Modern Software Experience

2012-05-31

Structured GEDCOM addresses

address structure

Chapter 2 of the GEDCOM 5.5.1 specification has a section titled Substructures of the Lineage-Linked Form that list the syntax of various non-top-level records in alphabetical order. The first record listed is the ADDRESS_STRUCTURE.

ADDRESS_STRUCTURE:=
    n ADDR <ADDRESS_LINE> {1:1}  p.41
        +1 CONT <ADDRESS_LINE> {0:3}  p.41
        +1 ADR1 <ADDRESS_LINE1> {0:1}  p.41
        +1 ADR2 <ADDRESS_LINE2> {0:1}  p.41
        +1 ADR3 <ADDRESS_LINE3> {0:1}  p.41
        +1 CITY <ADDRESS_CITY> {0:1}  p.41
        +1 STAE <ADDRESS_STATE> {0:1}  p.42
        +1 POST <ADDRESS_POSTAL_CODE> {0:1}  p.41
        +1 CTRY <ADDRESS_COUNTRY> {0:1}  p.41
    n PHON <PHONE_NUMBER> {0:3}  p.57
    n EMAIL <ADDRESS_EMAIL> {0:3}  p.41
    n FAX <ADDRESS_FAX> {0:3}  p.41
    n WWW <ADDRESS_WEB_PAGE> {0:3}  p.42 

The address structure should be formed as it would appear on a mailing label using the ADDR and the CONT lines to form the address structure. The ADDR and CONT lines are required for any address. The additional subordinate address tags such as STAE and CTRY are provided to be used by systems that have structured their addresses for indexing and sorting. For backward compatibility these lines are not to be used in lieu of the required ADDR.and CONT line structure.

There is more than one thing wrong with that quote, and I'm not even counting the full stop in the last sentence that should have been a space.

GEDCOM 5.5

The GEDCOM 5.6 draft contains the same text as the GEDCOM 5.5.1 specification, down to the erroneous full stop, but the GEDCOM 5.5 specification is slightly different, and not just because several tags where only introduced in GEDCOM 5.5.1.
The paragraph of text accompanying the ADDRESS_STRUCTURE syntax is different too.
By the way, in the GEDCOM 5.5 specification, the ADDR record is an optional part of the ADDRESS_STRUCTURE, while in the GEDCOM 5.5.1 specification, the ADDR record is mandatory. The GEDCOM 5.5 specification allows an address consisting of just a PHON record, the GEDCOM 5.5.1 specification does not.

ADDRESS_STRUCTURE:=
    n ADDR <ADDRESS_LINE> {0:1}  p.37
        +1 CONT <ADDRESS_LINE> {0:M}  p.37
        +1 ADR1 <ADDRESS_LINE1> {0:1}  p.37
        +1 ADR2 <ADDRESS_LINE2> {0:1}  p.37
        +1 CITY <ADDRESS_CITY> {0:1}  p.37
        +1 STAE <ADDRESS_STATE> {0:1}  p.37
        +1 POST <ADDRESS_POSTAL_CODE> {0:1}  p.37
        +1 CTRY <ADDRESS_COUNTRY> {0:1}  p.50
    n PHON <PHONE_NUMBER> {0:3}  p.57

The address structure should be formed as it would appear on a mailing label using the ADDR and ADDR.CONT lines. These lines are required if an ADDRess is present. Optionally, additional structure is provided for systems that have structured their addresses for indexing and sorting.

SUPPLIED MATERIAL:
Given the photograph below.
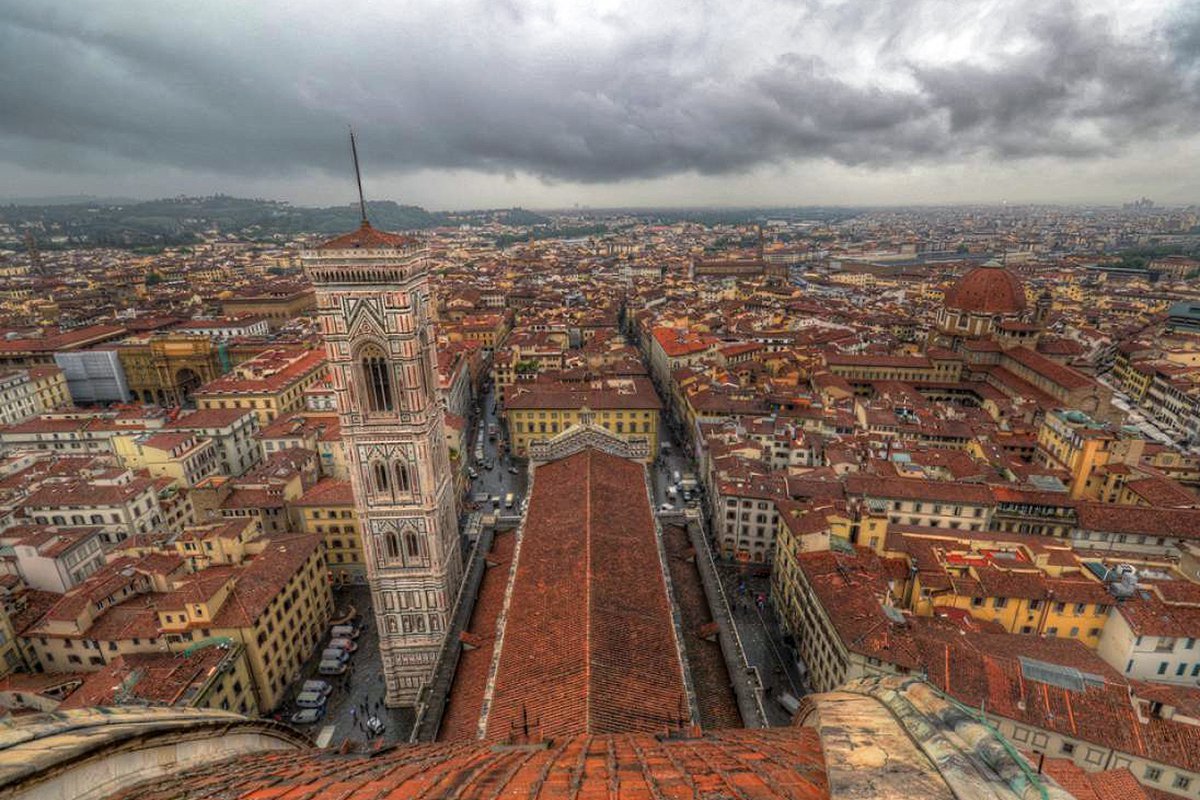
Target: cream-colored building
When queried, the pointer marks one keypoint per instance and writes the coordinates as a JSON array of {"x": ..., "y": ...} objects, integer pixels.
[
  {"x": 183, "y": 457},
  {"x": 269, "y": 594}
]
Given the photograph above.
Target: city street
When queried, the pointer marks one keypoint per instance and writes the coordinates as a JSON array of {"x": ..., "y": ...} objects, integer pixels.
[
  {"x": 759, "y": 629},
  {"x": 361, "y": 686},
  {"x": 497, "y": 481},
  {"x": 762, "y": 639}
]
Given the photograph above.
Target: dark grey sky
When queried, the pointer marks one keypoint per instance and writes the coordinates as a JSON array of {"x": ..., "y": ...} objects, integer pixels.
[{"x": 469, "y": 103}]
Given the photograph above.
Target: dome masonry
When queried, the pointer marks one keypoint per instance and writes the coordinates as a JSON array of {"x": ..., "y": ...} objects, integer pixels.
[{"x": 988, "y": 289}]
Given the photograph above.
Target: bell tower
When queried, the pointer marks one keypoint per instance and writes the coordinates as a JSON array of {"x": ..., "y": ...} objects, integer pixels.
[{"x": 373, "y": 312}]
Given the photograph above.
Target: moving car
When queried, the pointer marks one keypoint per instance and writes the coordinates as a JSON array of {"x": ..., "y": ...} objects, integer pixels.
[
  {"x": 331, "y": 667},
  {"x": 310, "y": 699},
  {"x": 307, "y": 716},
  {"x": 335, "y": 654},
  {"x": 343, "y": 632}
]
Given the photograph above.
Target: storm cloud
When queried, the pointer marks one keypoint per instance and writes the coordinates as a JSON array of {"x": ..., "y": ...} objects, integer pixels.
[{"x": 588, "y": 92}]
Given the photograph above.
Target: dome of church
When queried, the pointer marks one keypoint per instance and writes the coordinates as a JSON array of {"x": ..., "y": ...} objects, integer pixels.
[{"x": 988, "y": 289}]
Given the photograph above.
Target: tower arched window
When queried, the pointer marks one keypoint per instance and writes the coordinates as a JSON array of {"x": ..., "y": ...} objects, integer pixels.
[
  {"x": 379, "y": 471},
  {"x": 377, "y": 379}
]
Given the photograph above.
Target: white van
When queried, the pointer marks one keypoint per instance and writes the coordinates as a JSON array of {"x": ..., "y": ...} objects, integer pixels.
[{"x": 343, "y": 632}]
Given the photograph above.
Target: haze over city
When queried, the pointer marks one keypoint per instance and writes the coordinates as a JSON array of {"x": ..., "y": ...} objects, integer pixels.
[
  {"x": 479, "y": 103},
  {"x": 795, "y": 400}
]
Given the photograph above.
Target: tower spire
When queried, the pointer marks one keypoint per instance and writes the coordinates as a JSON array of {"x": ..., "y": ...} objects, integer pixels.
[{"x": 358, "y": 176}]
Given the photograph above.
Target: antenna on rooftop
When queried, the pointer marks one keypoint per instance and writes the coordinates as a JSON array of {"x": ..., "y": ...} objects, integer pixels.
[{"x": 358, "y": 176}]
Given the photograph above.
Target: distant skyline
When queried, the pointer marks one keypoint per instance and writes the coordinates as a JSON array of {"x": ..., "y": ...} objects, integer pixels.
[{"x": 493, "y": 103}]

TASK REQUIREMENTS:
1. Print the passage of the GEDCOM address article from "There is more" to "in GEDCOM 5.5.1.".
2. Carry on writing the GEDCOM address article after its final sentence.
The listing is separate material and unrelated to the GEDCOM address article.

ANSWERS PROVIDED:
1.
There is more than one thing wrong with that quote, and I'm not even counting the full stop in the last sentence that should have been a space.

GEDCOM 5.5

The GEDCOM 5.6 draft contains the same text as the GEDCOM 5.5.1 specification, down to the erroneous full stop, but the GEDCOM 5.5 specification is slightly different, and not just because several tags where only introduced in GEDCOM 5.5.1.

2.
FamilySearch's lineage-linked form specification contradicts itself.

CONT

One issue that is not limited to the ADDRESS_STRUCTURE, is that the CONT tag is shown at all. The CONC and CONT tags are not part of this GEDCOM form, they are part of the basic GEDCOM grammar. As such, they can be used with any GEDCOM tag that has a line value.
The CONC and CONT tags should not be shown in the syntax for any record in any GEDCOM form, yet FamilySearch's lineage-linked GEDCOM form makes that fundamental mistake over and over again, and that has caused misinterpretation and confusion.

The remark that the CONT lines are required is even more wrong. The underlining of the word required does not make it true. It is a fundamental fact of the GEDCOM grammar that use of the CONC and CONT tags, to create long line values and insert line breaks is always allowed, never required.

It is true that, to make the free-form ADDR line value to a multi-line address complete with line breaks, that you need to use the CONT tag to create those line breaks. Still, needing the CONT tag to create line breaks you want simply isn't the same thing as the CONT tag being mandatory. If all you have for an address is the name of a castle or a farm, then a single line will do.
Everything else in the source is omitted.